▸ READING PASSAGE
- - - -

The theme-park urbanism of Alto Comedero is equally sui generis. What Tupac Amaru saves by creating its own factories and by cutting out all the middlemen—the developers, construction companies and architects—it can reinvest into the community as grand social gestures. It was news of the swimming pools that first brought me to Jujuy—the idea that with a simple gesture you could make the poor feel rich. And yet I’d expected some standard rectangular affair, not the amoeboid aquatic park that awaited me in Alto Comedero, with its giant penguin figures and walruses. Seeing the glee with which a boy dive-bombed that water was enough to validate the entire concept.

And it’s not just the pool: I passed a basketball court, a football pitch and—almost bizarrely, considering it is the sport of the middle class —a rugby pitch. But these were only too prosaic compared to the sight of the Jurassic theme park. In this vast playground roamed by dinosaurs, children shrieked as they spilled down slides attached to woolly mammoths and triceratops. Granted, the production values aren’t quite Industrial Light & Magic—these creatures are handmade by craftsmen in the local steelwork factory—but the effect is no less surprising. Teenagers, meanwhile, hung out under palm-frond pavilions fitted with barbecue grills. What kind of childhood heaven was this? That sign at the entrance was ironic and utopian at the same time: Welcome to the Country Club.

Yet that leisure-zone concept is not sufficient. The strangest feature of Alto Comedero is the replica of the ancient temple at Tiwanaku in Bolivia. This sacred Incan site has been reconstructed out of breezeblocks, like something on a Hollywood set. Ersatz, yes, but authentic enough to attract Mapuche Indians from Patagonia, who come here to celebrate Inti Raymi, the Incan festival of the sun. Milagro had pointed out to me that one of the differences between Tupac Amaru and a Marxist movement was its spiritual dimension. She is not religious, but she understands that keeping alive Kolla traditions is one way of bonding a community together.

Set aside the economic efficiency at work here and there is an innocence to all of this. Alto Comedero personifies a kind of Christmas-list urbanism, perhaps even a naïve whimsy that rules nothing off the menu: a theme park, a temple—why not? It is hard to over-estimate what a far cry Alto Comedero is from the shanty-style settlements around it, where people have built their own homes with whatever they could muster. Ordinarily, the only way people can acquire a house of the quality of those in Alto Comedero is on a state programme. But you need to prove that you earn 2,500 pesos (600 dollars) a month to get yourself on a waiting list that may be eight years long, and precedes the coughing up of a 12,000-peso (2,900-dollar) down payment. In other words, the genuinely poor can’t even reach the first rung of that ladder. In contrast with nearby villa miserias, Alto Comedero has the sense of exclusivity of a gated community—without the gate.

- - - -

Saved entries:
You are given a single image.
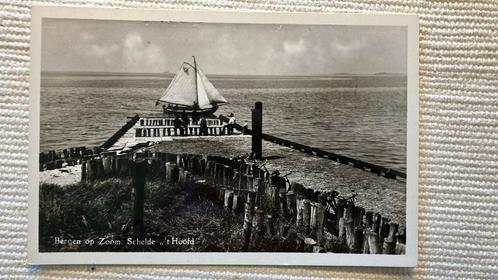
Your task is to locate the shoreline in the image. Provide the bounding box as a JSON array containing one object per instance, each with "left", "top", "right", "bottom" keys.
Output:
[{"left": 40, "top": 135, "right": 406, "bottom": 225}]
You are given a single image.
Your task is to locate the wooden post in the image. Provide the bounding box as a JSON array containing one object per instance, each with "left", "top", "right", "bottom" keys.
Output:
[
  {"left": 362, "top": 212, "right": 373, "bottom": 254},
  {"left": 367, "top": 214, "right": 382, "bottom": 254},
  {"left": 81, "top": 161, "right": 86, "bottom": 183},
  {"left": 102, "top": 155, "right": 112, "bottom": 175},
  {"left": 286, "top": 191, "right": 296, "bottom": 222},
  {"left": 254, "top": 209, "right": 264, "bottom": 245},
  {"left": 224, "top": 190, "right": 233, "bottom": 210},
  {"left": 84, "top": 159, "right": 95, "bottom": 182},
  {"left": 335, "top": 200, "right": 346, "bottom": 236},
  {"left": 296, "top": 194, "right": 303, "bottom": 227},
  {"left": 242, "top": 203, "right": 253, "bottom": 252},
  {"left": 251, "top": 102, "right": 263, "bottom": 159},
  {"left": 278, "top": 189, "right": 288, "bottom": 219},
  {"left": 232, "top": 193, "right": 242, "bottom": 213},
  {"left": 301, "top": 199, "right": 311, "bottom": 231},
  {"left": 379, "top": 215, "right": 390, "bottom": 246},
  {"left": 344, "top": 204, "right": 354, "bottom": 250},
  {"left": 265, "top": 214, "right": 275, "bottom": 238},
  {"left": 312, "top": 203, "right": 325, "bottom": 244},
  {"left": 133, "top": 161, "right": 148, "bottom": 236},
  {"left": 165, "top": 162, "right": 178, "bottom": 182}
]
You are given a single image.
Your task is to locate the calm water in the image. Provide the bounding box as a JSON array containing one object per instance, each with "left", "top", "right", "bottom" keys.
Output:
[{"left": 40, "top": 75, "right": 406, "bottom": 171}]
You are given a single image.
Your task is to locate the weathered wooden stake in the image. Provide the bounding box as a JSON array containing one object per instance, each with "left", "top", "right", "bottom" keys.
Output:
[
  {"left": 242, "top": 203, "right": 253, "bottom": 252},
  {"left": 301, "top": 199, "right": 311, "bottom": 231},
  {"left": 254, "top": 209, "right": 264, "bottom": 244},
  {"left": 296, "top": 194, "right": 303, "bottom": 227},
  {"left": 344, "top": 204, "right": 354, "bottom": 250},
  {"left": 81, "top": 161, "right": 86, "bottom": 183},
  {"left": 224, "top": 189, "right": 233, "bottom": 210},
  {"left": 286, "top": 191, "right": 296, "bottom": 221},
  {"left": 133, "top": 161, "right": 148, "bottom": 236},
  {"left": 382, "top": 223, "right": 398, "bottom": 255},
  {"left": 251, "top": 102, "right": 263, "bottom": 159}
]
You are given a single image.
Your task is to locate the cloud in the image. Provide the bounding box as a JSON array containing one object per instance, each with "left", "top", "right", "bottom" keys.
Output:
[
  {"left": 123, "top": 32, "right": 166, "bottom": 72},
  {"left": 330, "top": 38, "right": 365, "bottom": 55},
  {"left": 80, "top": 31, "right": 95, "bottom": 41},
  {"left": 283, "top": 38, "right": 308, "bottom": 55},
  {"left": 85, "top": 44, "right": 119, "bottom": 66}
]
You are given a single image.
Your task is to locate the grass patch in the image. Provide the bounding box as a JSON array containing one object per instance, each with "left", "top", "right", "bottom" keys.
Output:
[{"left": 39, "top": 178, "right": 242, "bottom": 252}]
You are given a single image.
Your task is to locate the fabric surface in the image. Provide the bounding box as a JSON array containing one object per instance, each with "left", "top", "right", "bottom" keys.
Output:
[{"left": 0, "top": 0, "right": 498, "bottom": 279}]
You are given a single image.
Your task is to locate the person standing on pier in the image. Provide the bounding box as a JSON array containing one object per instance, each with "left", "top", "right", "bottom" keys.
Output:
[
  {"left": 173, "top": 115, "right": 183, "bottom": 136},
  {"left": 226, "top": 113, "right": 236, "bottom": 135},
  {"left": 199, "top": 117, "right": 208, "bottom": 136},
  {"left": 181, "top": 110, "right": 190, "bottom": 135},
  {"left": 242, "top": 120, "right": 249, "bottom": 134}
]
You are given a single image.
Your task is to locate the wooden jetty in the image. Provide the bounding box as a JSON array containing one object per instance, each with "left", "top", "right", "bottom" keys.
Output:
[{"left": 39, "top": 100, "right": 406, "bottom": 254}]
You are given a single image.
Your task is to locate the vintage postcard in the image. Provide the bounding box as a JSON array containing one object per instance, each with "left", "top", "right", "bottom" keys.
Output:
[{"left": 28, "top": 7, "right": 418, "bottom": 267}]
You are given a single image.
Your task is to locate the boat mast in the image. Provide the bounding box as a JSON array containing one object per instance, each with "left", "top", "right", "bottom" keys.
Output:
[{"left": 192, "top": 56, "right": 199, "bottom": 109}]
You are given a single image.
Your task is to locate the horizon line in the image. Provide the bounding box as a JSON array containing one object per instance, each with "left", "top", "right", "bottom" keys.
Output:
[{"left": 40, "top": 70, "right": 407, "bottom": 77}]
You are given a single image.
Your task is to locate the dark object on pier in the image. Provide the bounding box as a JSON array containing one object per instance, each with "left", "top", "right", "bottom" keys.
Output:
[
  {"left": 251, "top": 102, "right": 263, "bottom": 159},
  {"left": 220, "top": 112, "right": 406, "bottom": 179},
  {"left": 100, "top": 115, "right": 140, "bottom": 149}
]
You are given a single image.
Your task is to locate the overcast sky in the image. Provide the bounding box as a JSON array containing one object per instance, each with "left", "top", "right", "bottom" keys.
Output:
[{"left": 42, "top": 19, "right": 407, "bottom": 75}]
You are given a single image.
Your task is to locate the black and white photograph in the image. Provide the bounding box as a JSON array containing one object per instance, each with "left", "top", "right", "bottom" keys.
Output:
[{"left": 26, "top": 9, "right": 418, "bottom": 266}]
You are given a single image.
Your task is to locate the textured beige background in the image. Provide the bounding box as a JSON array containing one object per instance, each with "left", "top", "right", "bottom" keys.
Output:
[{"left": 0, "top": 0, "right": 498, "bottom": 279}]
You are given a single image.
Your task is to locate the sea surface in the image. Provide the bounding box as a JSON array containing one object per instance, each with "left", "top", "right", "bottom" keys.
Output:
[{"left": 40, "top": 73, "right": 406, "bottom": 171}]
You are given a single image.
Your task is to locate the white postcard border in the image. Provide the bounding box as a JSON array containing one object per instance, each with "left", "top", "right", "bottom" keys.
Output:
[{"left": 28, "top": 6, "right": 419, "bottom": 267}]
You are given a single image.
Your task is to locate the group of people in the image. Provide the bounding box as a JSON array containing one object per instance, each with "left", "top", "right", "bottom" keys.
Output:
[
  {"left": 173, "top": 113, "right": 190, "bottom": 136},
  {"left": 173, "top": 112, "right": 247, "bottom": 136}
]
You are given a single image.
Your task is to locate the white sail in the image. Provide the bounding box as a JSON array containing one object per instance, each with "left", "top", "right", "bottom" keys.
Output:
[
  {"left": 197, "top": 68, "right": 228, "bottom": 105},
  {"left": 159, "top": 63, "right": 197, "bottom": 106},
  {"left": 158, "top": 59, "right": 227, "bottom": 109}
]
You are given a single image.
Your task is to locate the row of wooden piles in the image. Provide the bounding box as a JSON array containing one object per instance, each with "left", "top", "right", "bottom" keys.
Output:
[
  {"left": 78, "top": 153, "right": 406, "bottom": 254},
  {"left": 39, "top": 147, "right": 102, "bottom": 171}
]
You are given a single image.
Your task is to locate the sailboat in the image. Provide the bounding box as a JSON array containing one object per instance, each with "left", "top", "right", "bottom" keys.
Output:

- - - -

▸ THINGS TO DO
a) Answer these questions using the Alto Comedero passage:
(i) What figures stand in the aquatic park?
(ii) Who makes the dinosaur creatures in the theme park?
(iii) Which festival do Mapuche Indians come to celebrate at the temple replica?
b) According to the Alto Comedero passage, how is Tupac Amaru able to fund grand social gestures for the community?
c) Reproduce the part of the Alto Comedero passage from "And it’s not" up to and including "the Country Club.".

▸ ANSWERS PER TASK
a)
(i) Giant penguin figures and walruses.
(ii) Craftsmen in the local steelwork factory.
(iii) Inti Raymi, the Incan festival of the sun.

b) Tupac Amaru creates its own factories and cuts out all the middlemen: the developers, construction companies and architects. It reinvests what it saves into the community as grand social gestures.

c)
And it’s not just the pool: I passed a basketball court, a football pitch and—almost bizarrely, considering it is the sport of the middle class —a rugby pitch. But these were only too prosaic compared to the sight of the Jurassic theme park. In this vast playground roamed by dinosaurs, children shrieked as they spilled down slides attached to woolly mammoths and triceratops. Granted, the production values aren’t quite Industrial Light & Magic—these creatures are handmade by craftsmen in the local steelwork factory—but the effect is no less surprising. Teenagers, meanwhile, hung out under palm-frond pavilions fitted with barbecue grills. What kind of childhood heaven was this? That sign at the entrance was ironic and utopian at the same time: Welcome to the Country Club.